┌─ Extract provided

AWS Aurora Postgres supports this to an extent with "clones". You can even clone cross-account. The same copy-on-write stuff applies, so they're relatively cheap and fast. I hope that Google's new AlloyDB will also support it.

https://aws.amazon.com/about-aws/whats-new/2019/07/amazon_au...

There are some annoying restrictions, though. You can only have a single cross-account clone of a particular db per account.


The problem with Aurora's thin clones is extra cost each clone adds

For CI/CD, you want multiple clones running on the same compute power, in a shared environment, to keep the budget constant


It sounds like something you might be able to accomplish with a copy-on-write VFS on top of a Firebird database file. (Not sure about PostgreSQL, but with Firebird, you only deal with one file, so with Firebird, this should definitely work.)


There is an enterprise company called Delphix that does it on top of Zfs - so the idea was in the air.

Instead of duct taping this together with a filesystem we purpose built database storage. The advantage to this is that we can much tighter control execution paths and can profile them end-to-end. Additionally this allows us to integrate with S3 and make it much much cheaper to run.


Technically Firebird just requires a block device, so you might not even need a filesystem.


What are the intended usecases for "branching" a database? Currently, I use separate databases for different environments, are branches better?


Now the most common setup is to copy the production database to the staging once in a while and test migration against staging. With branching, you can test each PR against its own production database branch -- just put branch creation in your CI config. Hence, it has fewer moving parts, is a bit easier to set up, and reduces the lag between prod and staging.

└─
┌─ Given records

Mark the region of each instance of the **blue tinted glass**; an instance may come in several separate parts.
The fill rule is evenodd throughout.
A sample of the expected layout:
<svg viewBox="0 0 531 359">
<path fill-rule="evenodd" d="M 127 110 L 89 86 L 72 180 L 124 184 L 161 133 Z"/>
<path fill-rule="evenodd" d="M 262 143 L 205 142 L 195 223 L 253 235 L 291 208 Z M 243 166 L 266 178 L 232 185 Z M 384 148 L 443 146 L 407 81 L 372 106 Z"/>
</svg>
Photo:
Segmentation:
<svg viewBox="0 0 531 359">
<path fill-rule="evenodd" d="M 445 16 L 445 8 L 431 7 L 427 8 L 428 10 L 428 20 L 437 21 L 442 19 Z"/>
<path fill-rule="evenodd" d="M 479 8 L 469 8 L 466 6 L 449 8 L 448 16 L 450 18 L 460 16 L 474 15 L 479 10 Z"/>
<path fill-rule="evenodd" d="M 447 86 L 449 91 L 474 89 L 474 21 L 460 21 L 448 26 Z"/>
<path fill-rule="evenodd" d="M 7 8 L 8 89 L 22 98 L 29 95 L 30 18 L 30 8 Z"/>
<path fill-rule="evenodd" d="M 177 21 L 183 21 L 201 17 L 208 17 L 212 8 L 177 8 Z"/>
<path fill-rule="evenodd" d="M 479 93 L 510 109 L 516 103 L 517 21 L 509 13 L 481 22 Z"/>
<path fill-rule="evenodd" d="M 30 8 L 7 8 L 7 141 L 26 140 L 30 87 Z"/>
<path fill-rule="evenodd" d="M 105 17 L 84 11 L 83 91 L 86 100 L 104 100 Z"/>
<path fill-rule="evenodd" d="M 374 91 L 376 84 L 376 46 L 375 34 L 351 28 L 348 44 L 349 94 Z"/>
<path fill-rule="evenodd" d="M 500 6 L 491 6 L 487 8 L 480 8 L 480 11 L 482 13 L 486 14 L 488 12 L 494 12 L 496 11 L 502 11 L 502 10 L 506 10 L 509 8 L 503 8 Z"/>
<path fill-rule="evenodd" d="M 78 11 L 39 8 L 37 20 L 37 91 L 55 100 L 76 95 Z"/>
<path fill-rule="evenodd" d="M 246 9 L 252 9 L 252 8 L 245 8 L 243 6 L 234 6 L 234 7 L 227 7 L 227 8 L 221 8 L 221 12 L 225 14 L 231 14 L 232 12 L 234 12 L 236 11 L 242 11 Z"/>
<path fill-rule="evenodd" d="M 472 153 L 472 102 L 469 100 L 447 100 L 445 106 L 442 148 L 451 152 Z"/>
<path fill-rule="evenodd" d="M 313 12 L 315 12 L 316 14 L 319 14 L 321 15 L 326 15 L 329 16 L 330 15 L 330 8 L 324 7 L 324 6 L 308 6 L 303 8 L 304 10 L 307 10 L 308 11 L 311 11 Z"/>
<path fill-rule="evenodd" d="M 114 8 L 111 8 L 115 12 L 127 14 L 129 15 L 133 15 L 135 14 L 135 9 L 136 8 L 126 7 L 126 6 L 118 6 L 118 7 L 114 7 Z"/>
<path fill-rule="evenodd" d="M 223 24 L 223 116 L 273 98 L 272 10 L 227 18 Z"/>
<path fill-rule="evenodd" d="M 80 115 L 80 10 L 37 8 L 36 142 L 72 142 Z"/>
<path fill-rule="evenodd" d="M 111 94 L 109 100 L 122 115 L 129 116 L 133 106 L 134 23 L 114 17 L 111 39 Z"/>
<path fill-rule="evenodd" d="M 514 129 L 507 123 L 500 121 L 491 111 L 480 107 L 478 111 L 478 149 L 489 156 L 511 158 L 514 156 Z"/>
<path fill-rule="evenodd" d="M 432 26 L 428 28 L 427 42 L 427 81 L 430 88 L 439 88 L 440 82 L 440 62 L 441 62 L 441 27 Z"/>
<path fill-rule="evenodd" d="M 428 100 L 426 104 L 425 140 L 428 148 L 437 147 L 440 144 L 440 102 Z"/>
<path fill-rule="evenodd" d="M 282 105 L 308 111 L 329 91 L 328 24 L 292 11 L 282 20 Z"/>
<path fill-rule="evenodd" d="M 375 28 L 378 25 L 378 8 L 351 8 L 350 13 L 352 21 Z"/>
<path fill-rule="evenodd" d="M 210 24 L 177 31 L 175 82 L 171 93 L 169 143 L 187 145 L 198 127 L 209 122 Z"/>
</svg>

└─

=== Request ===
In the database cloning discussion, retype everything from "https://aws.amazon.com/about-aws/whats-new/2019/07/amazon_au..." down to "db per account.".

=== Exercise output ===
https://aws.amazon.com/about-aws/whats-new/2019/07/amazon_au...

There are some annoying restrictions, though. You can only have a single cross-account clone of a particular db per account.